_Goal_: Quote the news article on the Carroll verdict word for word, starting at "Immediately" and ending at "the Oval Office.".

──────── Reading text ────────

Angry Trump fumes after $83.3m damages ruling in
E Jean Carroll case
Former president calls verdict ‘absolutely ridiculous’
and accuses Biden of directing ‘witch-hunt’ against him and Republicans
Martin
Pengelly
@MartinPengelly
Fri 26 Jan
2024 18.23 EST
https://www.theguardian.com/us-news/2024/jan/26/trump-damages-e-jean-carroll-defamation-case
The $83.3m
verdict against Donald Trump in the defamation case brought by the writer E
Jean Carroll over her allegation of sexual assault was celebrated by opponents
of the former president, analysed by legal experts and excoriated by the
presumptive 2024 Republican White House nominee and his loyal supporters.
Trump
called the verdict “absolutely ridiculous” and claimed it was part of a Joe
“Biden-directed witch hunt” against “me and the Republican party”.
The new
damages verdict followed an award of about $10m against Trump last May, when
another New York jury found him liable for sexually abusing Carroll in a
department store changing room in the mid-1990s.
Immediately
after the verdict, Jon Cooper, a Democratic operative and activist, tweeted:
“$7.3m in compensatory damages, $11m to repair [Carroll’s] reputation, and $65m
in punitive damages. Trump is so screwed!!”
From his
plane, having left the courtroom as Carroll’s lawyers spoke, Trump wrote on his
Truth Social platform: “Absolutely ridiculous! I fully disagree with both
verdicts and will be appealing this whole Biden-directed witch hunt focused on
me and the Republican party. Our legal system is out of control and being used
as a political weapon. They have taken away all first amendment rights. THIS IS
NOT AMERICA!”
The
president has nothing to do with the Carroll case, which is one of a number
involving Trump as he runs to return to the Oval Office.

──────── Data supplied ────────

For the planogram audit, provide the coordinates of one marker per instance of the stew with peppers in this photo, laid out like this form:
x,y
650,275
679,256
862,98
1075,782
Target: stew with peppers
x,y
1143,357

────────
──────── Data supplied ────────

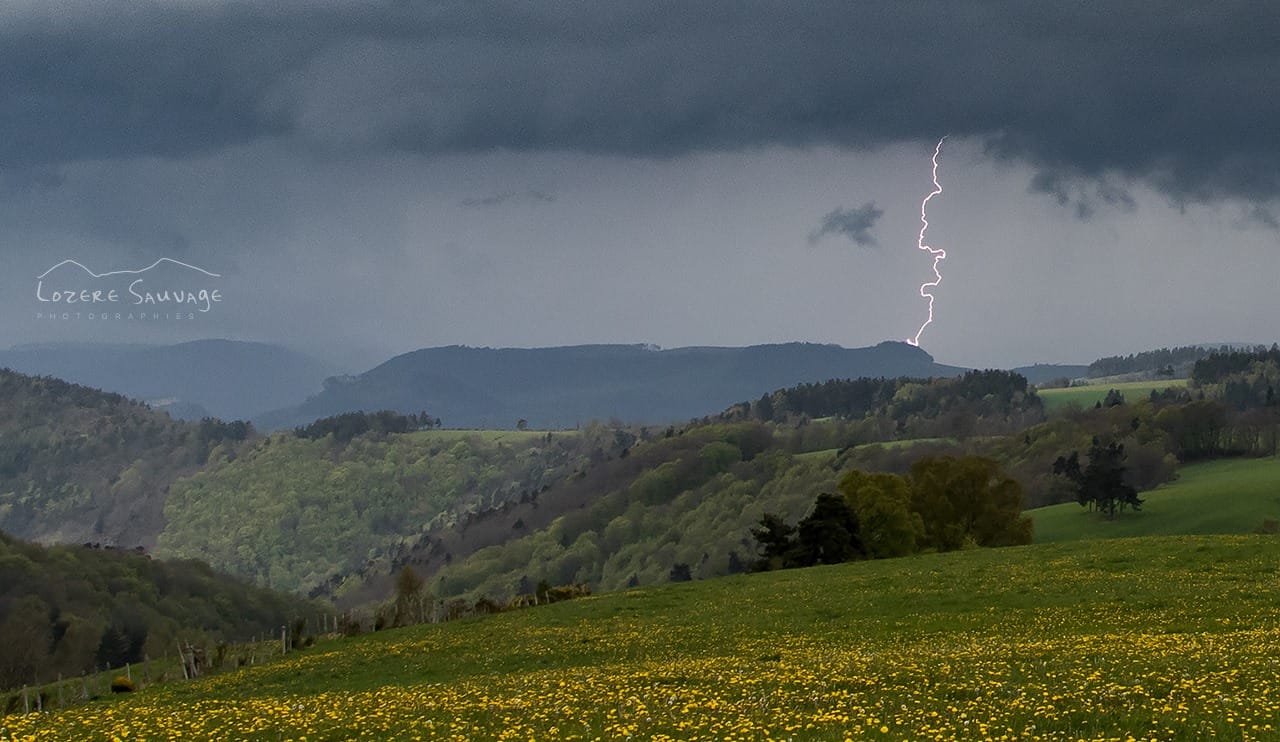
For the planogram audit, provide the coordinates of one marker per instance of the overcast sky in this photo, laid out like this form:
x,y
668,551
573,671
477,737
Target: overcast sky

────────
──────── Data supplied ────────

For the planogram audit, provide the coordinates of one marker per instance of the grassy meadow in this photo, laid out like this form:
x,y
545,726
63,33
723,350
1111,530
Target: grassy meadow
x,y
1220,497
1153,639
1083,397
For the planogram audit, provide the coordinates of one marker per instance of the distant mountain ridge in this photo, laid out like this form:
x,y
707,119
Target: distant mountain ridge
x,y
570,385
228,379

────────

_Exercise output_:
Immediately
after the verdict, Jon Cooper, a Democratic operative and activist, tweeted:
“$7.3m in compensatory damages, $11m to repair [Carroll’s] reputation, and $65m
in punitive damages. Trump is so screwed!!”
From his
plane, having left the courtroom as Carroll’s lawyers spoke, Trump wrote on his
Truth Social platform: “Absolutely ridiculous! I fully disagree with both
verdicts and will be appealing this whole Biden-directed witch hunt focused on
me and the Republican party. Our legal system is out of control and being used
as a political weapon. They have taken away all first amendment rights. THIS IS
NOT AMERICA!”
The
president has nothing to do with the Carroll case, which is one of a number
involving Trump as he runs to return to the Oval Office.